Rewrite the data below, replacing "pick out" with "mark" everywhere it occurs and leaving everything else unchanged.

(Point labeling examples)
* * *

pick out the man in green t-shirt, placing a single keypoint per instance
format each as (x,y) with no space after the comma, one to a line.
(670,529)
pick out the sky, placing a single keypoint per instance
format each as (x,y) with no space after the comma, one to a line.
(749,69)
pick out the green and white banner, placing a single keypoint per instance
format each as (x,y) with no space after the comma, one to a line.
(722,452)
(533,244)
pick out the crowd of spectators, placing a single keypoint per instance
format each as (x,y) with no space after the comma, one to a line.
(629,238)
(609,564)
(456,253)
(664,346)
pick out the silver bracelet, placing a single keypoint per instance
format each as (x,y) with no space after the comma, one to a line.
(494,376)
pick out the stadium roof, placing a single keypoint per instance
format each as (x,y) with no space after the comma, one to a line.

* * *

• **FULL OUTPUT**:
mark the man in green t-shirt, placing a single keypoint per instance
format each as (x,y) with no space after the comma, one to a line.
(670,529)
mark the sky, placing a single keypoint per instance
format each as (x,y) with no space after the comma, one to a line.
(749,69)
mark the green and white banner, placing a single keypoint per instance
format each as (x,y) with no space after the comma, one to a line.
(722,452)
(533,244)
mark the crowd of spectators, placing a single keypoint per instance
format each as (x,y) with no space after the comma, one to a line.
(629,238)
(609,564)
(456,253)
(664,346)
mark the silver bracelet, placing a single keypoint per instance
format each as (x,y) with no space after the comma, one to a line.
(494,376)
mark the stadium roof, placing a single keypoint per instance
format each as (x,y) with no space after the comma, one to a line.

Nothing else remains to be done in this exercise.